* **Requirement**: Where the word "bicycle" appears in a line below, copy the whole line.

* **Recorded information**:
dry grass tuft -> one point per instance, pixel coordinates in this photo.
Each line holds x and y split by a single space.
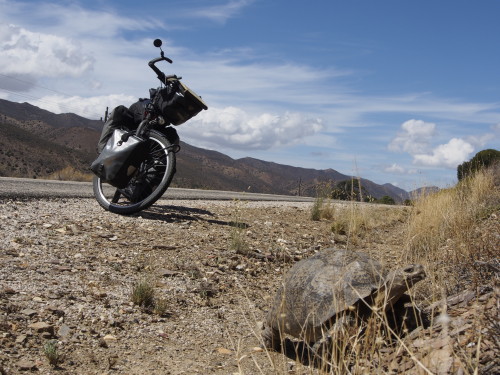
443 227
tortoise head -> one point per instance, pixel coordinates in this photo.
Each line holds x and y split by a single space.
399 281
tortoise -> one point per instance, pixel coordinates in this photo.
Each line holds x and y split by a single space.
319 291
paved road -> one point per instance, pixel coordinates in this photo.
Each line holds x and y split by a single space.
35 188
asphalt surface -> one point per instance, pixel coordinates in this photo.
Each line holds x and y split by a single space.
35 188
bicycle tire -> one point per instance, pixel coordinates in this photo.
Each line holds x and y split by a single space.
155 172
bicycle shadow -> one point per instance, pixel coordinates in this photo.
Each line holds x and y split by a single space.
178 214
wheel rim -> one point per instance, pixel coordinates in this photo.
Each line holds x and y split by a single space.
147 178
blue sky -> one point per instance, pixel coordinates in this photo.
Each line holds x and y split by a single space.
393 91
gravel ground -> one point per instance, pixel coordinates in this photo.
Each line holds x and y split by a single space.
68 269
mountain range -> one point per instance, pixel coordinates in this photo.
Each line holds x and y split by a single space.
35 143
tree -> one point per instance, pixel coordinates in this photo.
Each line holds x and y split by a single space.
482 159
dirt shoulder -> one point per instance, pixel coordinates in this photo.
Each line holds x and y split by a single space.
68 270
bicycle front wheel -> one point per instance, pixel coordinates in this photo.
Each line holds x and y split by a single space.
151 180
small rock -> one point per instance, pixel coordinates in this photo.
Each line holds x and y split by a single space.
25 365
167 273
63 331
21 339
224 351
103 343
29 312
42 327
7 290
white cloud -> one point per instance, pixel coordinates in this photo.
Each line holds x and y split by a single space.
92 107
448 155
27 54
235 128
395 168
414 137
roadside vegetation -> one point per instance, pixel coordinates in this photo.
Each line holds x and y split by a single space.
454 234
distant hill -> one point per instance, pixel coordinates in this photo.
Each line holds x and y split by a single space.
35 143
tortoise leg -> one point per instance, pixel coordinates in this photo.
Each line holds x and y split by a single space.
271 338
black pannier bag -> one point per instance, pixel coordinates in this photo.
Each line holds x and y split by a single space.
177 103
119 159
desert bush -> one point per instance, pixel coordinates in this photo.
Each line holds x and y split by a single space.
70 174
143 294
483 159
441 228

* **Answer for the task**:
bicycle tire -> one point per instance, pixel coordinates in this photo.
bicycle shadow -> one point per instance, pixel coordinates in this photo.
bicycle front wheel -> one point per instance, pixel coordinates in this photo.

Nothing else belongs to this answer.